### Data supplied:

——————————

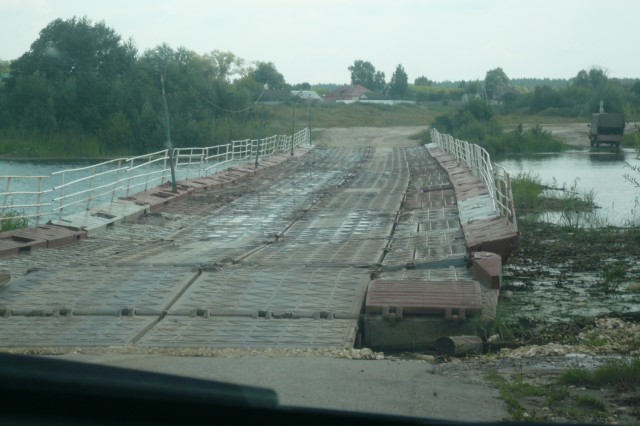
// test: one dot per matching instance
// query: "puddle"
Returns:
(556, 294)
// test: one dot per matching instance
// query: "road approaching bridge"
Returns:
(294, 254)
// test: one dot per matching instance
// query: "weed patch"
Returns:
(621, 374)
(12, 219)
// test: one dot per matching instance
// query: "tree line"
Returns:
(81, 82)
(82, 89)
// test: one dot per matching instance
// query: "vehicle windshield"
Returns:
(411, 208)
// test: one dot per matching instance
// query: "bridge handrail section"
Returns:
(477, 159)
(36, 198)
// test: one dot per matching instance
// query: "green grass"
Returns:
(22, 145)
(621, 374)
(532, 197)
(12, 219)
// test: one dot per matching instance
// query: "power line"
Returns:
(266, 87)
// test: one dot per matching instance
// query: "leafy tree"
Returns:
(495, 83)
(266, 73)
(74, 63)
(399, 84)
(365, 74)
(226, 65)
(422, 81)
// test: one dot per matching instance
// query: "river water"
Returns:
(601, 172)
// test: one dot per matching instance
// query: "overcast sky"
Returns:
(316, 41)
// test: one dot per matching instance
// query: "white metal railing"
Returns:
(39, 198)
(495, 177)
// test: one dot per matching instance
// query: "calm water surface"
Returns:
(600, 172)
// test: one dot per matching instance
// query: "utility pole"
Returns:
(309, 119)
(168, 135)
(293, 124)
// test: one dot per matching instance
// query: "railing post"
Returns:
(38, 198)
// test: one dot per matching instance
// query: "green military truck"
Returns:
(606, 128)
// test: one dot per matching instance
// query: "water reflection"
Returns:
(601, 172)
(609, 155)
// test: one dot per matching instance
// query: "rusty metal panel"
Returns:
(297, 289)
(95, 288)
(424, 297)
(63, 331)
(228, 332)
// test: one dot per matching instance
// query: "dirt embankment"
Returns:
(374, 137)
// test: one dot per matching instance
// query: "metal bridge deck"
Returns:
(277, 260)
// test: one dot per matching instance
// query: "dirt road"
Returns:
(375, 137)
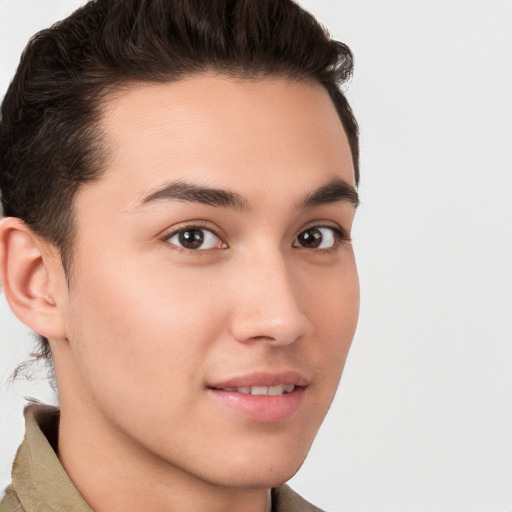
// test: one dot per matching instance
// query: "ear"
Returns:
(29, 274)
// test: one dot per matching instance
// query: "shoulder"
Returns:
(284, 499)
(10, 501)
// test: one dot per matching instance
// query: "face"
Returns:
(214, 294)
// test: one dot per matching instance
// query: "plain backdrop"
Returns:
(423, 417)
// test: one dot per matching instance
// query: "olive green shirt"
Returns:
(40, 484)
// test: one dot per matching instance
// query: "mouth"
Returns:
(262, 398)
(280, 389)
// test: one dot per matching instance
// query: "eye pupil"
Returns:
(191, 238)
(310, 238)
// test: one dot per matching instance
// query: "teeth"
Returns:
(280, 389)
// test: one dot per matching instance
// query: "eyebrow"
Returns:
(335, 191)
(188, 192)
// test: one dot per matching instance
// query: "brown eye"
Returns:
(196, 239)
(317, 238)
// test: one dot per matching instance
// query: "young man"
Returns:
(179, 183)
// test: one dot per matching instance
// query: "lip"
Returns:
(261, 408)
(262, 379)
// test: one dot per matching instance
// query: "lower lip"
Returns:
(262, 408)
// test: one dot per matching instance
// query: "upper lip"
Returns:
(262, 378)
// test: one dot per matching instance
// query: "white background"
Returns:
(423, 418)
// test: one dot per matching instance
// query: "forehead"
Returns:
(218, 130)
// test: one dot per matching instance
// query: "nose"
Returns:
(267, 306)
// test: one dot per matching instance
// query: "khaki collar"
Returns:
(41, 483)
(38, 478)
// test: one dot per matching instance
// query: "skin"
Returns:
(147, 326)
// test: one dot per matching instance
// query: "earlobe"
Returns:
(26, 268)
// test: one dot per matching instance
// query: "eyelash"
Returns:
(341, 237)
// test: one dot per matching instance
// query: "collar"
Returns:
(41, 483)
(38, 478)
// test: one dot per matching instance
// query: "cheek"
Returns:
(136, 331)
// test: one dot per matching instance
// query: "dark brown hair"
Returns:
(50, 142)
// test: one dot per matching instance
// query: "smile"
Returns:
(280, 389)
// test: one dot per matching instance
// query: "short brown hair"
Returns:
(49, 137)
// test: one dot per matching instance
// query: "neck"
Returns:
(114, 474)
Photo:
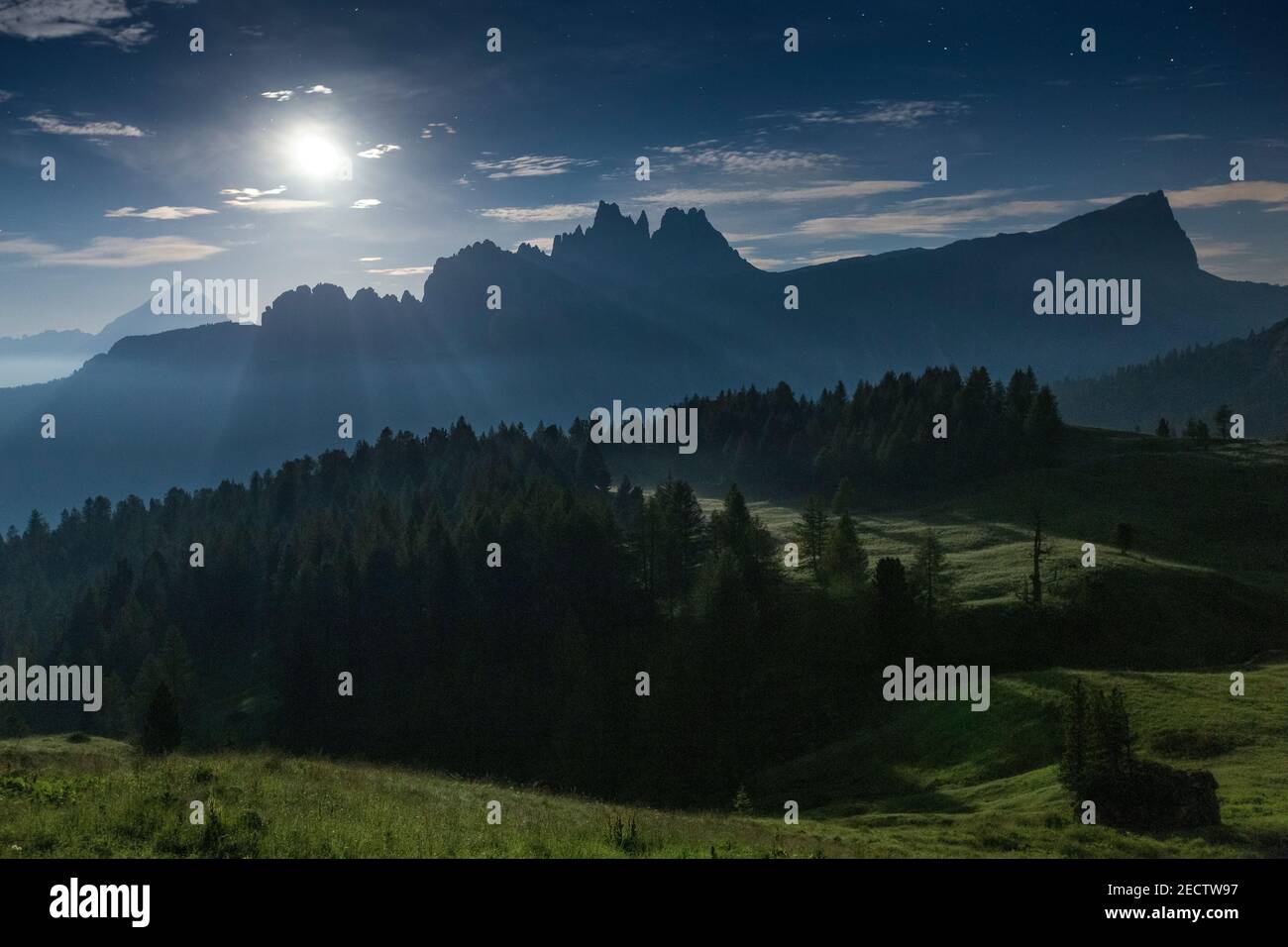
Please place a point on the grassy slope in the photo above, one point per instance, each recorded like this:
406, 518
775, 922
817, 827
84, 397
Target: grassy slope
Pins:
926, 780
930, 781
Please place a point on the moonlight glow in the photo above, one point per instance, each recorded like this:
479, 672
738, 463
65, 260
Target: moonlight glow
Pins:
314, 157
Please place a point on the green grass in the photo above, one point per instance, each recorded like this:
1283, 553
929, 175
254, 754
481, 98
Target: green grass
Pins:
919, 780
927, 780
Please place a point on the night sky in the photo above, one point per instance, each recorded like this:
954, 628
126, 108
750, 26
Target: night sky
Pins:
218, 162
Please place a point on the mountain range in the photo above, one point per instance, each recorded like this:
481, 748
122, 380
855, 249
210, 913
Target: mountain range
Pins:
616, 311
56, 352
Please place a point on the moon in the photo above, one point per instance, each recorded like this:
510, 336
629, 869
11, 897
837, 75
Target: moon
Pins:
316, 157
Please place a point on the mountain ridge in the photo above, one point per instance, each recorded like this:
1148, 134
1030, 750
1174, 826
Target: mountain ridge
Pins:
618, 312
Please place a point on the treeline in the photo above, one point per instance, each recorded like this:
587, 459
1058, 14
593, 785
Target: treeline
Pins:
881, 438
489, 604
1247, 373
376, 565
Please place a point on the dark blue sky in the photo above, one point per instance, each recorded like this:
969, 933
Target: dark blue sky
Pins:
176, 159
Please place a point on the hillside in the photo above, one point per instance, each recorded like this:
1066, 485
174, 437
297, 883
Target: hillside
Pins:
1247, 375
614, 312
917, 785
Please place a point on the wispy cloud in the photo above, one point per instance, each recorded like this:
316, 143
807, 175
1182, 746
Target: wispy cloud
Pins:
378, 151
1212, 249
1170, 137
98, 21
1215, 195
267, 201
819, 191
165, 213
531, 166
53, 125
901, 114
747, 159
542, 244
932, 217
549, 213
114, 253
403, 270
287, 94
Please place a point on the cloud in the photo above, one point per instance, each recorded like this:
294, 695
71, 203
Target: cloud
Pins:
287, 94
278, 205
53, 125
1210, 249
378, 151
931, 217
743, 159
101, 21
1170, 137
531, 166
542, 244
818, 191
403, 270
880, 112
115, 253
165, 213
252, 192
266, 201
1216, 195
550, 211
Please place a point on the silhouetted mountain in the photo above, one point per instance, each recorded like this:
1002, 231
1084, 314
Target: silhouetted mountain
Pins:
33, 359
1247, 375
613, 312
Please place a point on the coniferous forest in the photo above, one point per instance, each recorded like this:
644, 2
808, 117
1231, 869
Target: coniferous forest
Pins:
494, 596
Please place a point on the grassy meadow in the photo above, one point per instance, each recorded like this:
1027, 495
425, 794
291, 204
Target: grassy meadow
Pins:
918, 780
935, 781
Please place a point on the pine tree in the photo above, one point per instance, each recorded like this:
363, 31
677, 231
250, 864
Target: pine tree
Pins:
161, 731
811, 531
845, 558
1074, 759
931, 579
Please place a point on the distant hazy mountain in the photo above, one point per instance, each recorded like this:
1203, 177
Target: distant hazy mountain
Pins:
31, 359
614, 311
1247, 375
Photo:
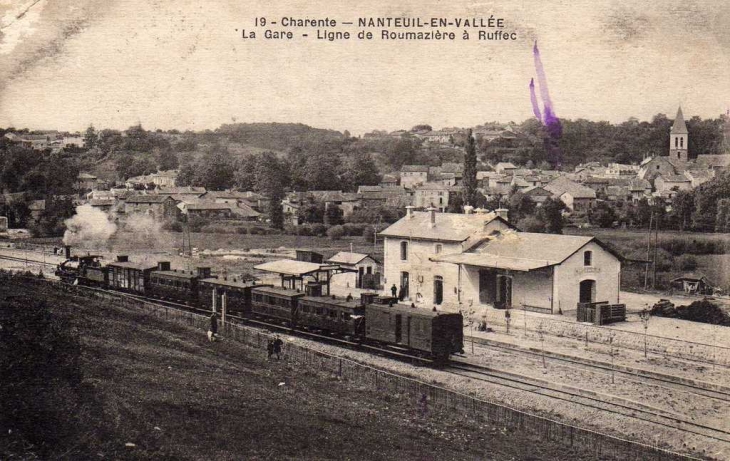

——————————

### What you are asked to do:
Begin with the line above that has "Please place a point on the treeline" and continue through the line that has "Target: cloud", setting each one down exactly. Stop there.

### Result for this exercise:
Please place a point on the treeline in the photo above, one point per instance, each recorded like this:
587, 459
1058, 14
593, 785
Target: treeline
Pins:
881, 438
489, 604
1247, 373
376, 565
Please place a point on the dark blue sky in the photo above, one point per instance, each recorded like this:
969, 933
Target: dark blue sky
Pins:
176, 159
Please place a point on the hillside in the photo above, one point per instance, each recorded like this:
1066, 485
174, 437
297, 883
Target: hillside
Pins:
1247, 375
614, 312
917, 785
Please place a point on the wispy cloud in the photo above, one point per instance, each recorded like this:
316, 143
807, 175
1182, 746
Target: wispy cloud
Pins:
378, 151
1212, 249
1170, 137
98, 21
1215, 195
267, 201
819, 191
165, 213
531, 166
53, 125
901, 114
747, 159
542, 244
932, 217
549, 213
114, 253
403, 270
287, 94
Please place a point on the cloud in the photo above, one point per instance, each recorded like this:
294, 695
71, 203
Target: cloud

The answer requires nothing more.